*Exercise instructions:*
Repeat each record below exactly as given.

Dataset excerpt:
# # # # #

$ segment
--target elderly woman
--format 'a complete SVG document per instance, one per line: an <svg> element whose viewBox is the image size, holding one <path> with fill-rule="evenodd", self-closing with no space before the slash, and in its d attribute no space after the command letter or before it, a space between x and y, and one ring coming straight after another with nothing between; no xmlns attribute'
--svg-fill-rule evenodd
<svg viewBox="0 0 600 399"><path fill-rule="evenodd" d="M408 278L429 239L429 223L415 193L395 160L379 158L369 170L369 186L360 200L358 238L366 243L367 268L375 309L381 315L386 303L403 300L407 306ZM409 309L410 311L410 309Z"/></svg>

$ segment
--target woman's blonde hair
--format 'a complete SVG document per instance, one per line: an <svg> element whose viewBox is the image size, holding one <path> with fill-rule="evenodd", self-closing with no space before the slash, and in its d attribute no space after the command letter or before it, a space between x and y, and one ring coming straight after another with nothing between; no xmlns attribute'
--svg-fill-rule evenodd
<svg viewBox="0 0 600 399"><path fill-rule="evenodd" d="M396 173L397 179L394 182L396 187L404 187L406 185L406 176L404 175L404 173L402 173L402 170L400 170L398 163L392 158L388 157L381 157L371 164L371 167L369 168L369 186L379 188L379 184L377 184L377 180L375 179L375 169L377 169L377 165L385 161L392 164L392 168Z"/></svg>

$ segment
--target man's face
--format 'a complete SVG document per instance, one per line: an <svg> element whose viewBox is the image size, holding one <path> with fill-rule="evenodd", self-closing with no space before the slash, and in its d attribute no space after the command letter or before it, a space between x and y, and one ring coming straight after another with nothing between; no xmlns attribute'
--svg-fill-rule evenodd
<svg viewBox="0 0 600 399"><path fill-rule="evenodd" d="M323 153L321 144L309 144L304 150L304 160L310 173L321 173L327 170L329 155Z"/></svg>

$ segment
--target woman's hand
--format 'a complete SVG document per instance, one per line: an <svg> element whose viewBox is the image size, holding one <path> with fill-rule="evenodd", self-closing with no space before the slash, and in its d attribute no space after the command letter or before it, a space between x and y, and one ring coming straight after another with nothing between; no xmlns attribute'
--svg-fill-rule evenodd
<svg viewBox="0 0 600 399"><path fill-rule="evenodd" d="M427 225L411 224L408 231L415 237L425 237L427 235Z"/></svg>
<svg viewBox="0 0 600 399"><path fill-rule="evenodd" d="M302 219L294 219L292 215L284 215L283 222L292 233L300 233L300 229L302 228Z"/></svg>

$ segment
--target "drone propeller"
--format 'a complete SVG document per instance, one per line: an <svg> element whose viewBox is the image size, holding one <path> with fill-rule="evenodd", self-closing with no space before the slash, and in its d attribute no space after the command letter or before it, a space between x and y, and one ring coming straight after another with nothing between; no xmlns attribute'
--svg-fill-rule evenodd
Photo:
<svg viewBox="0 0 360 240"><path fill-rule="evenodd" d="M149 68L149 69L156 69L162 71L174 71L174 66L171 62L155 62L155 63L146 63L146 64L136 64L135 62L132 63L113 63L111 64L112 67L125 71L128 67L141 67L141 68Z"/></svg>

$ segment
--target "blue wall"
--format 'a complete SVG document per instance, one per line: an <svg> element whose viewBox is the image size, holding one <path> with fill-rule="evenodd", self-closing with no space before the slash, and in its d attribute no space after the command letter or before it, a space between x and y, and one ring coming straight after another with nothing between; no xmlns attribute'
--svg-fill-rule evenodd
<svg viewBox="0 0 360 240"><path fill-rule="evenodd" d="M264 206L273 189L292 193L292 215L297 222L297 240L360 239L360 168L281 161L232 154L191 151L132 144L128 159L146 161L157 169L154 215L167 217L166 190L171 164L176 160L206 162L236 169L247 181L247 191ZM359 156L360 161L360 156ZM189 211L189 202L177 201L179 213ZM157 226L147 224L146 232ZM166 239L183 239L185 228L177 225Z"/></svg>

# # # # #

*Response:*
$ segment
--target elderly woman
--format 'a complete SVG document per instance, one per line: an <svg> element whose viewBox is the image size, holding one <path> with fill-rule="evenodd", self-closing with no space before the slash, and in its d attribute no space after the command letter or before it, a space between x and y, and one ring coming straight after another with nothing between; no xmlns attribute'
--svg-fill-rule evenodd
<svg viewBox="0 0 600 399"><path fill-rule="evenodd" d="M408 278L429 239L429 223L415 193L395 160L379 158L369 170L369 186L360 200L358 238L366 243L367 268L375 309L381 315L386 303L403 300L407 306ZM409 309L410 311L410 309Z"/></svg>

$ segment
--target woman's blonde hair
--format 'a complete SVG document per instance, one per line: an <svg> element whose viewBox is the image size, holding one <path> with fill-rule="evenodd", self-closing with no space before the slash, and in its d attribute no space after the command letter or before it, a space between x and y, and one ring coming straight after another with nothing between; no xmlns attribute'
--svg-fill-rule evenodd
<svg viewBox="0 0 600 399"><path fill-rule="evenodd" d="M396 173L397 179L394 182L396 187L404 187L406 185L406 176L404 175L404 173L402 173L402 170L400 170L398 163L392 158L388 157L381 157L371 164L371 167L369 168L369 186L379 188L379 184L377 184L377 180L375 179L375 169L377 169L377 165L385 161L392 164L392 168Z"/></svg>

$ segment
--target man's face
--format 'a complete SVG document per instance, one per line: an <svg> element whose viewBox is the image size, holding one <path> with fill-rule="evenodd", self-closing with no space before the slash, and in its d attribute no space after the command letter or before it, a space between x and y, and one ring coming straight after another with nothing between; no xmlns attribute'
--svg-fill-rule evenodd
<svg viewBox="0 0 600 399"><path fill-rule="evenodd" d="M323 153L321 144L309 144L304 150L304 160L310 173L321 173L327 170L329 155Z"/></svg>

$ segment
--target woman's hand
--format 'a complete SVG document per instance, one per line: an <svg> element whose viewBox is the image size, holding one <path> with fill-rule="evenodd", self-closing with no space before the slash, and in its d attribute no space after the command letter or before it, a space between x and y, and one ring coming straight after another with nothing between; no xmlns attribute'
--svg-fill-rule evenodd
<svg viewBox="0 0 600 399"><path fill-rule="evenodd" d="M427 225L411 224L408 231L415 237L425 237L427 235Z"/></svg>
<svg viewBox="0 0 600 399"><path fill-rule="evenodd" d="M302 219L294 219L292 215L284 215L283 222L292 233L300 233L300 229L302 228Z"/></svg>

$ segment
--target "drone propeller"
--format 'a complete SVG document per instance, one per line: an <svg> element whose viewBox is the image size, holding one <path> with fill-rule="evenodd", self-closing with no space before the slash, and in its d attribute no space after the command letter or before it, a space between x and y, and one ring coming straight after another with nothing between; no xmlns attribute'
--svg-fill-rule evenodd
Photo:
<svg viewBox="0 0 360 240"><path fill-rule="evenodd" d="M149 68L149 69L156 69L162 71L174 71L174 66L171 62L155 62L155 63L146 63L146 64L136 64L135 62L132 63L113 63L111 64L112 67L125 71L128 67L141 67L141 68Z"/></svg>

$ segment
--target "blue wall"
--format 'a complete SVG document per instance, one per line: an <svg> element whose viewBox is the image size, holding one <path> with fill-rule="evenodd", self-closing with no space before the slash, and in its d attribute no space after the command letter or before it, a space between x and y, and one ring coming straight after another with nothing between; no xmlns attribute'
--svg-fill-rule evenodd
<svg viewBox="0 0 360 240"><path fill-rule="evenodd" d="M264 206L273 189L292 193L292 215L297 222L297 240L360 239L360 168L281 161L232 154L191 151L132 144L128 159L146 161L157 169L154 215L167 217L166 190L171 164L176 160L206 162L236 169L247 181L247 191ZM359 156L360 161L360 156ZM189 211L189 202L177 201L179 213ZM157 226L147 224L146 232ZM166 239L183 239L185 228L177 225Z"/></svg>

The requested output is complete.